*WORK TASK*
Leaving every picture out, repeat all of the entries below exactly.

━━━━━ ENTRIES PROVIDED

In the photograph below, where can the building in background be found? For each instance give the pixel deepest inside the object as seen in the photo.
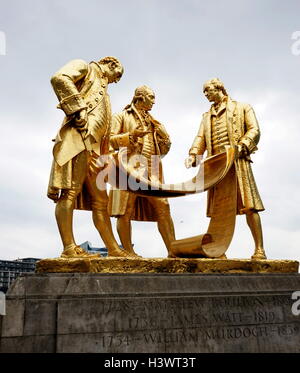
(11, 269)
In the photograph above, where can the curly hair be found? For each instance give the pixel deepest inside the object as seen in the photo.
(217, 83)
(109, 59)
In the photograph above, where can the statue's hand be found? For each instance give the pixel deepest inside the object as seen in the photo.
(138, 133)
(242, 151)
(81, 118)
(53, 195)
(190, 161)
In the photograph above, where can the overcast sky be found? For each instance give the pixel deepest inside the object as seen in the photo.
(172, 46)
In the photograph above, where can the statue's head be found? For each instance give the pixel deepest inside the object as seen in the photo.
(144, 98)
(112, 69)
(214, 90)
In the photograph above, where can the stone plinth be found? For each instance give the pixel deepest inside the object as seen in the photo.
(166, 265)
(184, 313)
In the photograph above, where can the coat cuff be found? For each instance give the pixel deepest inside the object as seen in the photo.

━━━━━━━━━━

*YOUR RESPONSE*
In the photograph below, where can the building in background be found? For each instance give the pixel deepest inside the object as seen in the photo.
(11, 269)
In the photograph above, where can the curly hair be found? For each instance give the pixel deepest inside the object as seen in the photo.
(217, 83)
(109, 59)
In the photograph above, where can the statue's hand be found? For each instance give the pixel deepest inside the object as seen in the photo.
(138, 133)
(242, 151)
(81, 118)
(53, 195)
(190, 161)
In the photograph above, where can the overcast sky be found? For each instance give the pixel deepest inside the object as seen in the photo.
(172, 46)
In the photograph above, where can the statue's head be found? For each instance give the pixel deepest inside the object as seen in the photo.
(144, 98)
(112, 69)
(214, 90)
In the photograph above, where can the stone plinth be found? For each instance give the pixel deepest inside the object as seen in the photo.
(166, 265)
(184, 313)
In the photograph above, where can the coat cuff be found? For each instance give the pixel deepest inside the object as seen in the photo.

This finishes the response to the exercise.